## EXERCISES TO COMPLETE
1. Please quote everything from "These smart cards" down to "goals and savings." in the FamPay post.
2. In the FamPay post, what did FamPay first launch?

FamPay Investment thesis
Why is "neo-banking" for kids an underserved market and a long-term opportunity
This post was originally published here.
FamPay is building a neobank for teenagers — having initially launched an app-based smart prepaid card.
They make it incredibly easy for parents, from anywhere in the world to send pocket money to their kids, without opening a bank account for them, giving access to all the digital payments (UPI & P2P transfer) and wallet services, that are typically inaccessible to teenagers. The FamPay ecosystem allows both parents and children to save, monitor and track expenses.
These smart cards replace the fixed or ad-hoc pocket money, typically given in cash whereas the spending is shifting to digital avenues.
What intrigues me about FamPay however is not just this initial beachhead (i.e. the opportunity of creating a financial ecosystem by capturing users early in the lifecycle and becoming their single source of truth), but them playing a key role in making kids financially literate by educating them about financial goals and savings.

## MATERIAL SHOWN
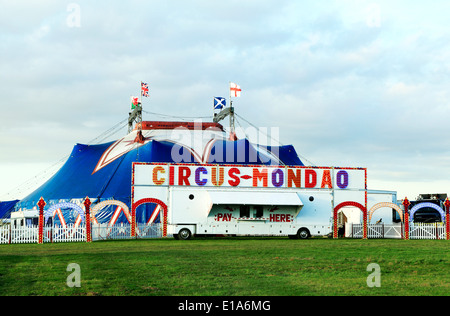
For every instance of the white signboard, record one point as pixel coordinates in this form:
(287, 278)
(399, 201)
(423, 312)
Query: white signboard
(248, 176)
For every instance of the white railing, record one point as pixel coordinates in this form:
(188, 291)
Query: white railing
(427, 231)
(72, 233)
(416, 231)
(391, 231)
(22, 235)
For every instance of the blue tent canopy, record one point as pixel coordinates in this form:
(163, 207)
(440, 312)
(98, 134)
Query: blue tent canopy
(6, 208)
(81, 176)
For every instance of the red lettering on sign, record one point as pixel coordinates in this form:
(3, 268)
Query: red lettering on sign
(310, 178)
(326, 179)
(280, 218)
(223, 217)
(232, 174)
(183, 176)
(294, 178)
(259, 176)
(214, 176)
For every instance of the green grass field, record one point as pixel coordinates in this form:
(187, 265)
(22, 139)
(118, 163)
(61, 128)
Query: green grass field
(228, 267)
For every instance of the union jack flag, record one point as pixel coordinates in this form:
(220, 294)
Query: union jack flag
(144, 89)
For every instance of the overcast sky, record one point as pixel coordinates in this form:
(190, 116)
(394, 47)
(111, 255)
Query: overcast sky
(348, 83)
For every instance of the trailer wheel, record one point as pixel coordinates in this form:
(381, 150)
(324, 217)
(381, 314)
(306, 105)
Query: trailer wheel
(184, 234)
(303, 233)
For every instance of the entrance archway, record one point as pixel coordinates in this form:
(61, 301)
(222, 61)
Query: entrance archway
(144, 201)
(101, 205)
(426, 204)
(49, 212)
(386, 204)
(354, 204)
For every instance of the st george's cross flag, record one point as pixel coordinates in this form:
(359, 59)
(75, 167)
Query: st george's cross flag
(235, 90)
(219, 103)
(134, 102)
(144, 89)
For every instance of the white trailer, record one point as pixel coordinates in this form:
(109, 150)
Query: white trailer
(248, 200)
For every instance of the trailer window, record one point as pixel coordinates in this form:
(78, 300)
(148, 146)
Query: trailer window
(258, 213)
(244, 211)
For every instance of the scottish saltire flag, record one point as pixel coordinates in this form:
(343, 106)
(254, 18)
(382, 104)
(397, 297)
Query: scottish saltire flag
(144, 89)
(219, 103)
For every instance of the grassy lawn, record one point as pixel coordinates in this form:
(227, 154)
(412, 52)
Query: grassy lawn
(228, 267)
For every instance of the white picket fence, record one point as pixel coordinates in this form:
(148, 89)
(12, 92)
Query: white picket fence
(394, 231)
(391, 231)
(73, 233)
(427, 231)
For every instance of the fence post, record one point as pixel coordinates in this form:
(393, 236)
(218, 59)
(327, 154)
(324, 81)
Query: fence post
(41, 205)
(87, 205)
(447, 219)
(406, 217)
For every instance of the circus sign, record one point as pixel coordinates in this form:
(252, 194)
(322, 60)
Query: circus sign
(249, 176)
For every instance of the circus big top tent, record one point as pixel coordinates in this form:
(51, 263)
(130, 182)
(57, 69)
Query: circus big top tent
(104, 171)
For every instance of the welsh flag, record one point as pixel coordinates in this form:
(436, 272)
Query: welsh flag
(134, 102)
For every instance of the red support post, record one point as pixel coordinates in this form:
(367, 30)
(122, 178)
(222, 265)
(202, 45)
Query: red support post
(87, 205)
(406, 217)
(447, 219)
(41, 205)
(133, 221)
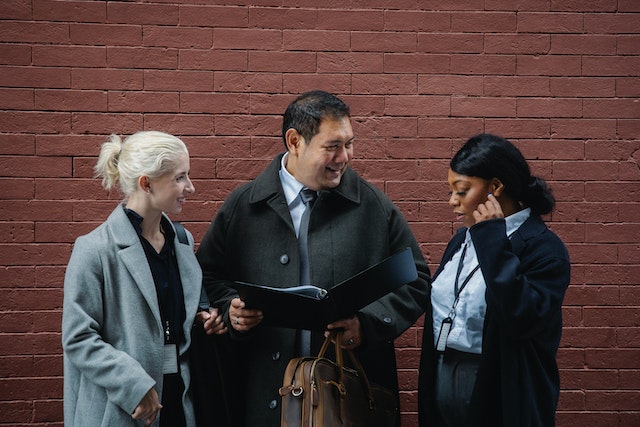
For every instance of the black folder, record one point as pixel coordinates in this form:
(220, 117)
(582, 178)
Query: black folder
(311, 307)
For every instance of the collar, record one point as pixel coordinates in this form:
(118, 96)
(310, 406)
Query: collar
(514, 221)
(290, 185)
(136, 220)
(267, 184)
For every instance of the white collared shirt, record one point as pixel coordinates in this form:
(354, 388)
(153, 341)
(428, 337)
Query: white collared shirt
(292, 187)
(470, 311)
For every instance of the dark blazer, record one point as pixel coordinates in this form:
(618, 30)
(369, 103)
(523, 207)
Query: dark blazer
(252, 239)
(526, 277)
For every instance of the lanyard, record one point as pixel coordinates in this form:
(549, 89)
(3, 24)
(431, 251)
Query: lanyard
(447, 323)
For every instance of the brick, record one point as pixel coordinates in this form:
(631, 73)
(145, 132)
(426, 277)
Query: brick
(143, 13)
(37, 122)
(48, 410)
(484, 64)
(234, 125)
(351, 20)
(621, 66)
(579, 379)
(545, 22)
(463, 106)
(454, 85)
(34, 32)
(582, 44)
(19, 9)
(417, 20)
(70, 100)
(494, 22)
(399, 127)
(545, 107)
(384, 42)
(69, 56)
(15, 412)
(416, 63)
(319, 40)
(379, 84)
(15, 54)
(337, 62)
(590, 337)
(35, 77)
(612, 108)
(549, 65)
(178, 37)
(418, 105)
(285, 18)
(584, 87)
(247, 39)
(450, 43)
(613, 400)
(301, 62)
(529, 44)
(298, 83)
(153, 102)
(69, 11)
(96, 34)
(628, 45)
(214, 103)
(611, 23)
(142, 57)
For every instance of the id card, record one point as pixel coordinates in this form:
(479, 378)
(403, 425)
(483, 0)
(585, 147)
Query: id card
(170, 365)
(445, 328)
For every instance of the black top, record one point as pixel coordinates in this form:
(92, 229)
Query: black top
(166, 276)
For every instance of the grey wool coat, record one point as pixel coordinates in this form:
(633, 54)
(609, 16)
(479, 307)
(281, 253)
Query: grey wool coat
(252, 239)
(112, 334)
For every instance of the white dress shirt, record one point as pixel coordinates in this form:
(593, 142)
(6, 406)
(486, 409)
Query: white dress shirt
(469, 313)
(292, 187)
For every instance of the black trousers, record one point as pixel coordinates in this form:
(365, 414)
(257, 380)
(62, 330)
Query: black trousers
(455, 378)
(172, 412)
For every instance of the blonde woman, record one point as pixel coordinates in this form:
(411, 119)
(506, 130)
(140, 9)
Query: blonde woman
(131, 295)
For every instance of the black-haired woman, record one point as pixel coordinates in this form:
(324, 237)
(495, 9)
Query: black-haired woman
(493, 328)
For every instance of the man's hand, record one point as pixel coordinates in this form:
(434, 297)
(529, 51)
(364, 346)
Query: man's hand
(211, 321)
(352, 335)
(243, 319)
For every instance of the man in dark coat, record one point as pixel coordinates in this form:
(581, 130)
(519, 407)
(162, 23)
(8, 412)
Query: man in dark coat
(352, 226)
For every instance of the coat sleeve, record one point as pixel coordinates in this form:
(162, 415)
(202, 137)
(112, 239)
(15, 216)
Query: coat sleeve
(123, 378)
(524, 292)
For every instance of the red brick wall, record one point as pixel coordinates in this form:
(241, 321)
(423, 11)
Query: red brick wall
(560, 78)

## TASK-BY-TASK ANSWERS
1.
These smart cards replace the fixed or ad-hoc pocket money, typically given in cash whereas the spending is shifting to digital avenues.
What intrigues me about FamPay however is not just this initial beachhead (i.e. the opportunity of creating a financial ecosystem by capturing users early in the lifecycle and becoming their single source of truth), but them playing a key role in making kids financially literate by educating them about financial goals and savings.

2. An app-based smart prepaid card.